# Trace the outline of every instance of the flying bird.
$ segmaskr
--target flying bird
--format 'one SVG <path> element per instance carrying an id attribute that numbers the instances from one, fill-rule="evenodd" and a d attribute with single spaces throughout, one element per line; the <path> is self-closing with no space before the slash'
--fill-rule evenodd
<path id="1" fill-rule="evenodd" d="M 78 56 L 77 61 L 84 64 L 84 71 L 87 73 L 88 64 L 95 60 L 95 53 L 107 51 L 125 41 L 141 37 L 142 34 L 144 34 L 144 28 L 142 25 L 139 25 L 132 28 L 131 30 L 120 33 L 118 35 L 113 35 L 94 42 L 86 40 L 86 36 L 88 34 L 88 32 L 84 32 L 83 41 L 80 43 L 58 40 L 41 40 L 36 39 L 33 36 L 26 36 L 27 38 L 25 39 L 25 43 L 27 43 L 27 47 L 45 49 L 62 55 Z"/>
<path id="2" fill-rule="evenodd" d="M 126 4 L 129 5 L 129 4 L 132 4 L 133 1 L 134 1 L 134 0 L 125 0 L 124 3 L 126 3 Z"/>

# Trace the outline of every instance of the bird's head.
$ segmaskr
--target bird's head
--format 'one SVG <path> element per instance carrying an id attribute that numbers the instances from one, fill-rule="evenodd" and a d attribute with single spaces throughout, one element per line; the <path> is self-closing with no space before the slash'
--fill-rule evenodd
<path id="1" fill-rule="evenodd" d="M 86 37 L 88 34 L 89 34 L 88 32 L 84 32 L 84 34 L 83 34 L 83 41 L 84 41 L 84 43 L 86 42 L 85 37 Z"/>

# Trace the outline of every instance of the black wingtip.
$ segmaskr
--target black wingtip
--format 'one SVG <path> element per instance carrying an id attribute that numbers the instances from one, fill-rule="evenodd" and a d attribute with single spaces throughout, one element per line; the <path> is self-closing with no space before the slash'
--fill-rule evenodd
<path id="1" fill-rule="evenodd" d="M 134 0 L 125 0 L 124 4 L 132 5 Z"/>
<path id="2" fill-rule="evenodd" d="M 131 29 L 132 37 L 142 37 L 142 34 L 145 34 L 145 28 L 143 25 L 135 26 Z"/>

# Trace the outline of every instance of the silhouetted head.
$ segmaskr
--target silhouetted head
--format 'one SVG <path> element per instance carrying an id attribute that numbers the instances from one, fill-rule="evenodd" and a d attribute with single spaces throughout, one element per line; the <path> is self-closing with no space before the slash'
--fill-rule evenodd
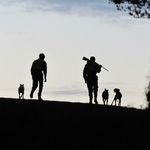
<path id="1" fill-rule="evenodd" d="M 114 92 L 116 92 L 116 93 L 117 93 L 117 92 L 120 92 L 120 89 L 115 88 L 115 89 L 114 89 Z"/>
<path id="2" fill-rule="evenodd" d="M 94 56 L 91 56 L 91 57 L 90 57 L 90 61 L 91 61 L 91 62 L 95 62 L 95 57 L 94 57 Z"/>
<path id="3" fill-rule="evenodd" d="M 44 55 L 43 53 L 40 53 L 40 54 L 39 54 L 39 58 L 42 59 L 42 60 L 44 60 L 45 55 Z"/>

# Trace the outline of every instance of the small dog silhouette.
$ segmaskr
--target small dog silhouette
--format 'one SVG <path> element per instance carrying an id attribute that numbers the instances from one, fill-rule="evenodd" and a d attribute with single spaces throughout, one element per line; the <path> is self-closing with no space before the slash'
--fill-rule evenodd
<path id="1" fill-rule="evenodd" d="M 20 84 L 18 88 L 19 99 L 24 99 L 24 84 Z"/>
<path id="2" fill-rule="evenodd" d="M 104 105 L 108 105 L 109 93 L 108 93 L 108 90 L 106 88 L 102 93 L 102 99 L 103 99 Z"/>
<path id="3" fill-rule="evenodd" d="M 117 105 L 117 101 L 118 101 L 118 106 L 121 106 L 121 98 L 122 98 L 122 94 L 120 92 L 120 89 L 118 88 L 115 88 L 114 89 L 114 92 L 116 93 L 115 94 L 115 97 L 111 103 L 111 105 L 113 105 L 113 102 L 115 102 L 115 106 Z"/>

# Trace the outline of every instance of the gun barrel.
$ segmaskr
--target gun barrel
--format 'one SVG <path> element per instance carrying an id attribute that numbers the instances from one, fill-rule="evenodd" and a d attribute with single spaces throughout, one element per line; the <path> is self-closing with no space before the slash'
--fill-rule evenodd
<path id="1" fill-rule="evenodd" d="M 105 69 L 106 71 L 109 71 L 108 69 L 106 69 L 105 67 L 102 66 L 103 69 Z"/>

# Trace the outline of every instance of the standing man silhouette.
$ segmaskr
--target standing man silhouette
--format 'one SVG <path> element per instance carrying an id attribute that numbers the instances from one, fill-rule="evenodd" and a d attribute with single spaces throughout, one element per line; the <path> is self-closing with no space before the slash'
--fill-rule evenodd
<path id="1" fill-rule="evenodd" d="M 90 60 L 87 60 L 87 64 L 83 70 L 83 78 L 87 84 L 88 93 L 89 93 L 89 103 L 92 104 L 93 93 L 94 93 L 94 102 L 97 102 L 97 93 L 98 93 L 98 76 L 97 73 L 101 72 L 101 65 L 95 62 L 95 57 L 92 56 Z"/>
<path id="2" fill-rule="evenodd" d="M 39 58 L 34 60 L 31 66 L 31 75 L 32 75 L 32 89 L 30 93 L 30 98 L 33 98 L 33 94 L 38 87 L 39 84 L 39 92 L 38 92 L 38 100 L 43 100 L 41 98 L 42 90 L 43 90 L 43 80 L 46 82 L 47 77 L 47 63 L 44 61 L 45 55 L 43 53 L 39 54 Z M 44 76 L 44 78 L 43 78 Z"/>

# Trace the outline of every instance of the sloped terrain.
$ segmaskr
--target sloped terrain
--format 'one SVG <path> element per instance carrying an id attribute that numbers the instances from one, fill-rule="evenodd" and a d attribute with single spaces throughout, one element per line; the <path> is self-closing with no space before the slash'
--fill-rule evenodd
<path id="1" fill-rule="evenodd" d="M 148 146 L 149 112 L 135 108 L 0 98 L 5 149 L 137 149 Z"/>

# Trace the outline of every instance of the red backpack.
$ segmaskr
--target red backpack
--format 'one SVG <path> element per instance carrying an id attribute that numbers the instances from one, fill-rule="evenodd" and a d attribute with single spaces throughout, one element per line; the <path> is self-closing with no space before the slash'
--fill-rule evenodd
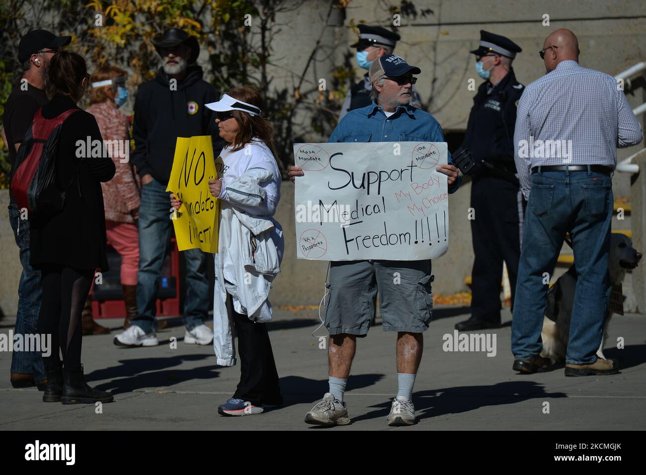
<path id="1" fill-rule="evenodd" d="M 55 214 L 63 209 L 65 194 L 72 184 L 65 190 L 57 184 L 56 151 L 61 126 L 81 109 L 66 111 L 53 119 L 45 119 L 41 110 L 34 114 L 34 121 L 18 149 L 10 189 L 19 209 Z"/>

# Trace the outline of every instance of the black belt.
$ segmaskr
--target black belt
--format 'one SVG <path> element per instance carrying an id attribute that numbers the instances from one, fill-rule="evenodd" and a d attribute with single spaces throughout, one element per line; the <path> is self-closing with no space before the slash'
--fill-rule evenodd
<path id="1" fill-rule="evenodd" d="M 540 167 L 532 167 L 532 173 L 537 173 L 539 169 L 543 171 L 594 171 L 595 173 L 603 173 L 609 175 L 612 173 L 612 169 L 605 165 L 547 165 Z"/>

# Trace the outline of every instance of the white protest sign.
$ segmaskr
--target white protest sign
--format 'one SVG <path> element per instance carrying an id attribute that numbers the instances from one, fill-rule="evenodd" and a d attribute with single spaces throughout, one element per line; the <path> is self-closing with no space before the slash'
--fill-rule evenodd
<path id="1" fill-rule="evenodd" d="M 421 260 L 448 244 L 445 142 L 297 143 L 297 257 Z"/>

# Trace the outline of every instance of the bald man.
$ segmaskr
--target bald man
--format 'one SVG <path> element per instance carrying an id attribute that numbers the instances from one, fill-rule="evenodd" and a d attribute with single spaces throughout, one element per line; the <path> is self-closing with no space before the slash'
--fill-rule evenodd
<path id="1" fill-rule="evenodd" d="M 578 280 L 565 375 L 614 374 L 618 361 L 596 354 L 610 290 L 611 176 L 617 147 L 639 143 L 641 128 L 614 78 L 579 65 L 571 31 L 552 32 L 539 54 L 547 74 L 525 88 L 514 136 L 528 204 L 512 322 L 513 369 L 534 373 L 550 364 L 541 356 L 544 276 L 554 272 L 570 233 Z"/>

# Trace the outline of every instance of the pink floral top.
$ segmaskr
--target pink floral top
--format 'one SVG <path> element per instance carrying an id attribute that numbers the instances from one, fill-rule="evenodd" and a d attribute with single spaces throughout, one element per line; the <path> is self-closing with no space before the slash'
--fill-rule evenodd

▶ _Task to carry out_:
Rewrite the items starting at the very beginning and ending at the line containing "126 4 L 129", with "flying bird" changed to "soaring bird" and nothing else altered.

▶ _Answer to this task_:
# Trace the outline of every instance of the soaring bird.
$ segmaskr
--target soaring bird
--format 'one SVG <path> element per instance carrying an id attribute that numbers the instances from one, fill-rule="evenodd" and a d attribute with single spaces throughout, one element per line; the <path> is self-closing with no space before the slash'
--fill-rule evenodd
<path id="1" fill-rule="evenodd" d="M 78 56 L 77 61 L 84 64 L 84 71 L 87 73 L 88 64 L 95 60 L 95 53 L 107 51 L 125 41 L 141 37 L 142 34 L 144 34 L 144 28 L 142 25 L 139 25 L 132 28 L 131 30 L 120 33 L 118 35 L 113 35 L 94 42 L 86 40 L 86 36 L 88 34 L 88 32 L 84 32 L 83 41 L 80 43 L 58 40 L 41 40 L 36 39 L 33 36 L 26 36 L 27 38 L 25 39 L 25 43 L 27 43 L 27 47 L 45 49 L 62 55 Z"/>
<path id="2" fill-rule="evenodd" d="M 126 4 L 129 5 L 129 4 L 132 4 L 133 1 L 134 1 L 134 0 L 125 0 L 124 3 L 126 3 Z"/>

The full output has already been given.